* What is needed
Output the stretch from the line containing "Teacher note: please indicate the white ceiling" through the end of the entries as a JSON list of strings, one string per line, with blank lines left out.
++++++
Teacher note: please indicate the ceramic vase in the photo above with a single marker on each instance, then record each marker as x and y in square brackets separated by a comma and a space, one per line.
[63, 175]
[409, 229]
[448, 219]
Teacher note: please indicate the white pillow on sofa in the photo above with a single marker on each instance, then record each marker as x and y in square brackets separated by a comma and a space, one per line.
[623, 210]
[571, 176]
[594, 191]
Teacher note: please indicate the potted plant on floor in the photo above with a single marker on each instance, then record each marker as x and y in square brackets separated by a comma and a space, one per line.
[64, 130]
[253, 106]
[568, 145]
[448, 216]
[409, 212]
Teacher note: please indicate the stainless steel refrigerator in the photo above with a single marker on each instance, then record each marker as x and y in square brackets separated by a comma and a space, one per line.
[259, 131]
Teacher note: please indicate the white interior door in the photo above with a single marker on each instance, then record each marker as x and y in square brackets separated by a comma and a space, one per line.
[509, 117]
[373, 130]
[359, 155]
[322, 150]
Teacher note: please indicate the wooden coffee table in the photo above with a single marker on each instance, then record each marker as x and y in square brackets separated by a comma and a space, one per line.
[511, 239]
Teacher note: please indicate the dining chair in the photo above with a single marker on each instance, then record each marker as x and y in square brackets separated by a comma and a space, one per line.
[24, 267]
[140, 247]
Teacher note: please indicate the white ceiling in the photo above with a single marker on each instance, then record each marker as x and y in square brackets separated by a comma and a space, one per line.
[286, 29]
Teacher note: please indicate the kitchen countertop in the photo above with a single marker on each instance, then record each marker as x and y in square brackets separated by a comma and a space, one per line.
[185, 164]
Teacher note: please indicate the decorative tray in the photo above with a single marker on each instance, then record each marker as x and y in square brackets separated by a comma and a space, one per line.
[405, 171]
++++++
* Answer in full
[
  "Teacher note: please indicate the white ceiling in the photo above with a single marker on each instance, then record each marker as x and y in square brackets separated by a comma and a space, one per line.",
  "[286, 29]",
  "Teacher note: please indicate the kitchen countertop in the photo above with a single marker on each instance, then record each marker as x and y in square brackets separated by a comma and a space, one per line.",
  "[185, 164]",
  "Teacher note: please indicate the decorative tray in the photo above with a single marker on each instance, then record each marker as x and y in square brackets separated by a comma and a space, one per line.",
  "[405, 171]"
]